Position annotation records
..............................

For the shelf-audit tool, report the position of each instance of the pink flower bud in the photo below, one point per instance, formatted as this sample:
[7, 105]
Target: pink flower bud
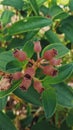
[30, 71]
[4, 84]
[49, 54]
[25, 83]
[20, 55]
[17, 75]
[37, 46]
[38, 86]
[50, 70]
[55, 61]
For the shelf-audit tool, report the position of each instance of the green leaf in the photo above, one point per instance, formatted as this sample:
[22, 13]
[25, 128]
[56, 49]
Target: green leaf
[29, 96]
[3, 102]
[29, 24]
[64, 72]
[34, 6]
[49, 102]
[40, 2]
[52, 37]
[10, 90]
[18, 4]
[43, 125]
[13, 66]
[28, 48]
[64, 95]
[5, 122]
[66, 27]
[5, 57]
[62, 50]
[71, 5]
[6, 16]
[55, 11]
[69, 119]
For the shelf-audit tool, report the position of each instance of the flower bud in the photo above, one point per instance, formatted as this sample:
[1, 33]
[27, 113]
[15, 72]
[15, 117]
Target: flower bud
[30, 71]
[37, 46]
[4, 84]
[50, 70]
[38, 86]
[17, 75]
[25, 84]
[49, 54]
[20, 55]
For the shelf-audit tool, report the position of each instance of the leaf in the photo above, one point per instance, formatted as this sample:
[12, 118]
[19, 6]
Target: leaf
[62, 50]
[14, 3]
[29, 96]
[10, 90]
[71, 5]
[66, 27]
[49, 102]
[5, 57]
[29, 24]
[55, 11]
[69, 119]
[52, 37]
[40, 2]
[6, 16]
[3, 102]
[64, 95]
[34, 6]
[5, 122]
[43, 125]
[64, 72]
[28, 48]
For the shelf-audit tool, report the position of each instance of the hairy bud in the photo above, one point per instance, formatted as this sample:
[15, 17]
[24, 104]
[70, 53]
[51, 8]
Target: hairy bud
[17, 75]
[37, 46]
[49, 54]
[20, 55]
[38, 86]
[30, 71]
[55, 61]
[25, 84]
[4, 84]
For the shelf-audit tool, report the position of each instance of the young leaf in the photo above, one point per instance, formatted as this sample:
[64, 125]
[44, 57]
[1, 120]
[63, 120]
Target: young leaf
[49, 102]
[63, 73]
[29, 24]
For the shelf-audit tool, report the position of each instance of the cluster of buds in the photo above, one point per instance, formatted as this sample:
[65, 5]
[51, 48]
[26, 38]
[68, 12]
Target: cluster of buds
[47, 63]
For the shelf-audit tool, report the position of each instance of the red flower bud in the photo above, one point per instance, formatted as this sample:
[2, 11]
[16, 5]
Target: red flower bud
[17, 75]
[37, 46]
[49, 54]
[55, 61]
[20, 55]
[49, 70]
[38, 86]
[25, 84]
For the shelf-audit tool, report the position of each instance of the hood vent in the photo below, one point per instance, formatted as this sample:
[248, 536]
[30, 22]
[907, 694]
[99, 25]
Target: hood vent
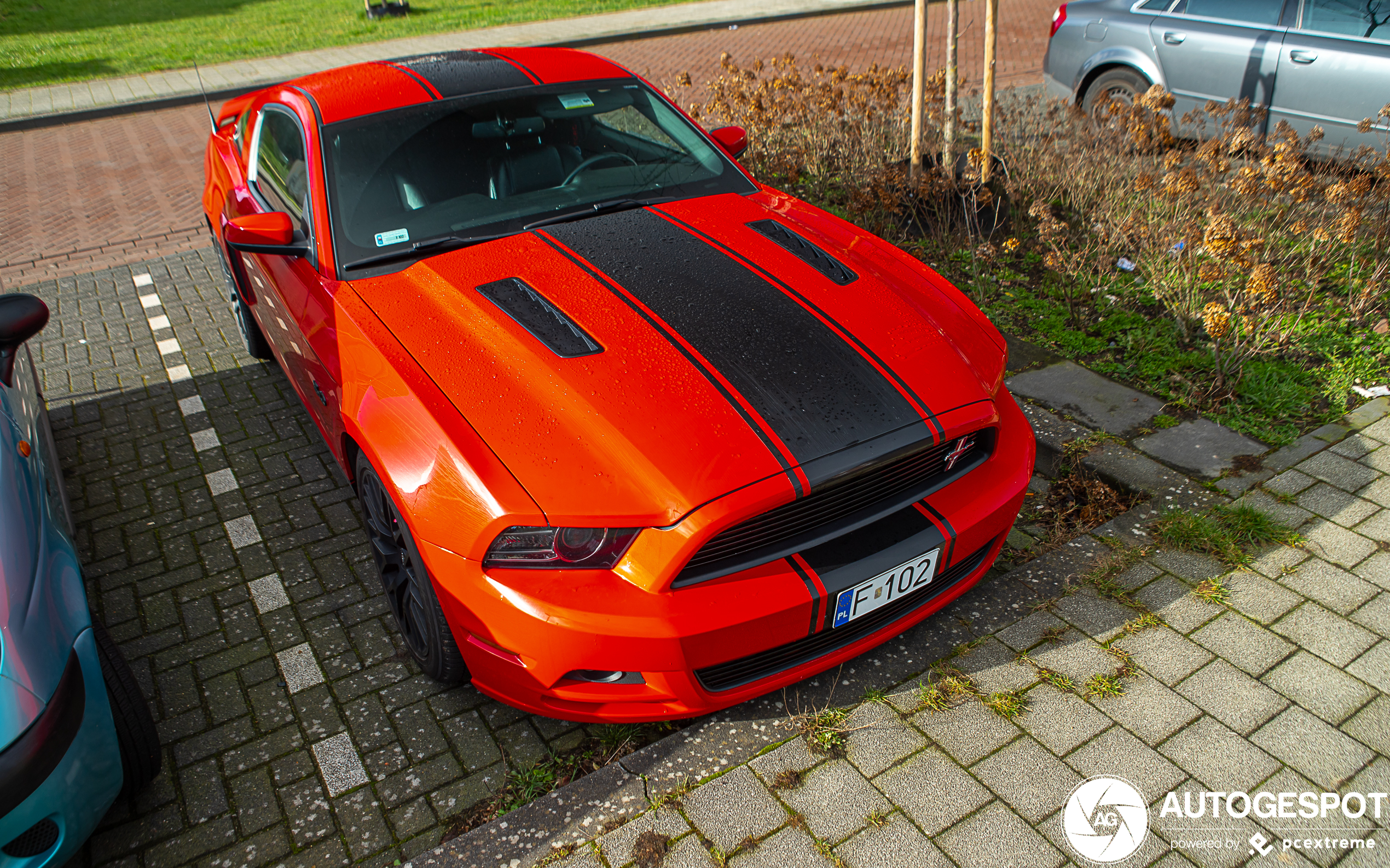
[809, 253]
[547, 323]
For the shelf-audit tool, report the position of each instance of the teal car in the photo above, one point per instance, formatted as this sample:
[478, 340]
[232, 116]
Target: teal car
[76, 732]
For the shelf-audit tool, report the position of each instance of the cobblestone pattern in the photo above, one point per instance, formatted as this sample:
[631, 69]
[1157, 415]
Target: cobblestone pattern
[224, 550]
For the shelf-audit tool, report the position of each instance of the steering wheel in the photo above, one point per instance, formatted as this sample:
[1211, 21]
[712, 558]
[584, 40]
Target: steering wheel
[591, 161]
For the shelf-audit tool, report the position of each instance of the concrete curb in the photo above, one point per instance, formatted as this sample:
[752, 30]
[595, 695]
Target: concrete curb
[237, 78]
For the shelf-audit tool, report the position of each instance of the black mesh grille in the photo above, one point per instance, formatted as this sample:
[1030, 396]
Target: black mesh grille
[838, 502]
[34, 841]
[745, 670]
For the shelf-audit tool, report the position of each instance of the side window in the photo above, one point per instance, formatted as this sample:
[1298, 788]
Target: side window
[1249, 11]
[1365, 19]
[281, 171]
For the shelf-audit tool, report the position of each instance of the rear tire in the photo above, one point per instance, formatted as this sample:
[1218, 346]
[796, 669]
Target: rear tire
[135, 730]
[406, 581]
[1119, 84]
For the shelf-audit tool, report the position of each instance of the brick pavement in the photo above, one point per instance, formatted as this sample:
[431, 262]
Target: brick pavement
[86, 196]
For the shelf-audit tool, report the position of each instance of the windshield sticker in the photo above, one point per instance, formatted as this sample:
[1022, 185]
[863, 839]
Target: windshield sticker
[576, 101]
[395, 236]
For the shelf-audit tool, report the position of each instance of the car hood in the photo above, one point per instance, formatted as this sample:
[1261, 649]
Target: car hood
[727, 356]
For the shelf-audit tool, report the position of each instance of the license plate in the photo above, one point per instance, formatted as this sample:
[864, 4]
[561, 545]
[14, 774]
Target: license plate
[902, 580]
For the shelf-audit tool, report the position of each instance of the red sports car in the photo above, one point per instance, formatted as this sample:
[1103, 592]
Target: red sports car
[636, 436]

..............................

**EXERCISE DESCRIPTION**. In the listing above, find the line containing "of the rear" and please quote exactly that line through the last one, and no other lines.

**RESULT**.
For the shelf-audit tool, report the position of each instance of the rear tire in the photo above, one point per instance, formatted as this sample:
[1218, 346]
[796, 669]
Target: rear tire
[135, 730]
[406, 581]
[1119, 84]
For the shelf-audit tool, report the position of each instance of the brick pavement in the photo above, one point per instance, formatted as this sample:
[431, 262]
Target: brick pavement
[86, 196]
For the shelf-audit tool, report the position of each instance of the windshield sticker in the photo above, one point per instance, formatted as this sample:
[1022, 185]
[863, 839]
Target: windshield sticker
[576, 101]
[395, 236]
For the shelf-audit tool, report the position of each instance of the car hood in the photo above, one point per instance, formatted as this sample:
[1261, 649]
Target: car hood
[727, 356]
For the shelf-audit tool, report the position of each instance of the license plate in the photo above, one point per instance, formatted as this sample:
[864, 4]
[561, 545]
[14, 774]
Target: license plate
[902, 580]
For the shelf-audit tool, report the position of each instance of the red sports car in the photo above, one point per instance, formatted as this sample:
[1103, 592]
Target: red sports car
[636, 436]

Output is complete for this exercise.